Fragment tekstu:
* * * * * * *
Biorąc pod uwagę kilka kuksańców w żebra i parę „kokosów” w głowę, które otrzymał Ehrich, ten konduktor nie zaliczał się na szczęście do nazbyt ostrych. Poczęstowany na koniec solidnym kopniakiem w okolicę krzyżowo-lędźwiową, chłopiec został wysadzony z pociągu na najbliższej stacji. Miejscowość nazywała się Delevan i wrócimy do niej jeszcze w dalszej części opowieści. Ale teraz jesteśmy wraz z dwunastoletnim Ehrichem w Kansas City.
– Cóż – powiedział sam do siebie niefortunny pasażer po chwili namysłu – w Missouri ludzie też chyba potrzebują kogoś, kto wyczyści im buty, naprawi płot czy umyje okna.
Zarzucił na plecy węzełek i udał się w kierunku pobliskiego miasta na poszukiwanie jakiegoś miejsca do spania.
Wprawdzie nie miał dostatecznej ilości pieniędzy, ale miał za to wiarę w przyszłość. Nazywał się Ehrich Weiss, i to właśnie owa wiara sprawiła, że w przyszłości mógł podróżować dużo dalej niż do Kansas City, dalej nawet niż do Galveston, a planowane miedziaki, które zamierzał zarobić dla rodziny, czyszcząc buty, zamieniły się w dziesiątki i setki tysięcy dolarów.
„Nikt nie może obiecywać sobie czegoś na przyszłość” – stwierdził przed wiekami Lucius Annaeus Seneca. Toteż mały Ehrih niewiele sobie zapewne obiecywał, kiedy w ów kwietniowy ciepły wieczór zagłębiał się w senne uliczki Kansas City. A z pewnością już nie wyobrażał sobie, że za kilka lat będzie znanym i podziwianym na całym świecie iluzjonistą, występującym pod pseudonimem Harry Houdini. Na razie chciał tylko gdzieś się przespać i zarobić na jutrzejsze śniadanie.ROZDZIAŁ II Smutek
Dosyć ma smutku każda godzina.
Berachot 9
Nie zachowały się żadne informacje dotyczące nazwy portu, z którego rodzina Weiszów wypłynęła z czteroletnim Ehrichem do Ameryki. Z pewnością nie było to żadne z miast węgierskich, ani nawet austriackich, gdyż – jak powszechnie wiadomo – kraje te nie mają dostępu do morza. W każdym razie, po długiej podróży pociągiem i wszystkich kontrolach mogli wreszcie wejść na statek, do pomieszczeń dla pasażerów z najtańszymi biletami.
* * * * * * *
Fragmenty zbioru danych:
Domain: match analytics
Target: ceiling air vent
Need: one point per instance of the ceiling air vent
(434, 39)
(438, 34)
* * * * * * *
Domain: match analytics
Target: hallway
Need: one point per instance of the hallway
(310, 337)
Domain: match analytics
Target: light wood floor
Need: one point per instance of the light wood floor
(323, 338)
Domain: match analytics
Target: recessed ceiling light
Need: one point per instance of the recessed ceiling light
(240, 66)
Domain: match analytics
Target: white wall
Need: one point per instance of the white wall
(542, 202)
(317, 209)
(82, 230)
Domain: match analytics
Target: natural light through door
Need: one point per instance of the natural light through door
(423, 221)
* * * * * * *
Zadanie A:
Zredaguj tekst o młodym Ehrichu Weissie. Przepisz jego fragment, zaczynając od słów „Biorąc pod uwagę”, a kończąc na słowach „w Kansas City.”, i zamień w nim „konduktor” na „kontroler”.
Zadanie B:
Streść tekst o młodym Ehrichu Weissie w trzech zdaniach.
Zadanie C:
Napisz dalszy ciąg opowieści o młodym Ehrichu Weissie, zaczynając od miejsca, w którym urywa się tekst.

Odpowiedź do zadania A:
Biorąc pod uwagę kilka kuksańców w żebra i parę „kokosów” w głowę, które otrzymał Ehrich, ten kontroler nie zaliczał się na szczęście do nazbyt ostrych. Poczęstowany na koniec solidnym kopniakiem w okolicę krzyżowo-lędźwiową, chłopiec został wysadzony z pociągu na najbliższej stacji. Miejscowość nazywała się Delevan i wrócimy do niej jeszcze w dalszej części opowieści. Ale teraz jesteśmy wraz z dwunastoletnim Ehrichem w Kansas City.

Odpowiedź do zadania B:
Dwunastoletni Ehrich Weiss, wysadzony przez konduktora z pociągu, znalazł się w Kansas City i ruszył w stronę miasta, by poszukać miejsca do spania. Nie miał dość pieniędzy, ale miał wiarę w przyszłość, dzięki której stał się później podziwianym na całym świecie iluzjonistą występującym jako Harry Houdini. Drugi rozdział zaczyna się od informacji, że nie wiadomo, z jakiego portu rodzina Weiszów wypłynęła z czteroletnim Ehrichem do Ameryki.

Odpowiedź do zadania C:
Do amerykańskiego raju trzeba było przedostać się przez istny czyściec. Każdy statek miał dwa pokłady – wyższy i niższy. I tak, jak złocona skorupka orzecha kryje czasem czarne, robaczywe wnętrze, tak górny pokład osłaniał swą wspaniałością dolny, na którym wśród narzędzi, skrzyń, beczek, worków, kojców z ptactwem i wszelakich rupieci podróżowali nędzarze z całym bagażem swojej rozpaczy, kłopotów, zmartwień i trosk. Wspomnianym czyśćcem było właśnie owo pomieszczenie dla biedoty, zwane steerage, usytuowane pomiędzy pokładami, w rufie statku tuż nad sterem. Pomiędzy Murzynami, których importowano dawniej do Ameryki, a najbiedniejszymi imigrantami istniała ta różnica, że tym ostatnim nie nakładano łańcuchów. W steerage panował wielki ścisk i przykry zaduch. Przez otwarte luki buchała z brzucha statku gorąca fala powietrza przesyconego drażniącą wonią smarów. Ta fala niosła ze sobą węglowy pył, który osiadał na twarzach i odzieniu, mieszał się z ludzkim potem i pokrywał wszystko lepką, wilgotną mazią.
Płacz kobiet i dzieci, przekleństwa mężczyzn oraz morska choroba dopełniały obrazu nędzy. Aby popatrzeć w niebo i odetchnąć czystym powietrzem, trzeba było udać się na górny pokład. Tych podróżnych nieczęsto jednak i niechętnie tam wpuszczano. Obawiano się, że swym wyglądem zepsują apetyt pasażerom pierwszej klasy. W dwóch łazienkach dla podróżnych najniższej klasy, z których każda wyposażona była w dziesięć umywalek, sześć ubikacji i kurki z zimną, słoną wodą, dosłownie się przelewało. Po kilku dniach fetor stał się nie do zniesienia.
Posiłki spożywano w dużej, obskurnej jadalni przy długich stołach. Podawano ciepłą zupę, ziemniaki, ryby, gotowaną wołowinę i kapustę oraz razowy ciemny chleb, wszystko jednak w ilościach takich, że Cellia błogosławiła w duchu pomysł wzięcia ze sobą na drogę pewnej ilości prowiantu.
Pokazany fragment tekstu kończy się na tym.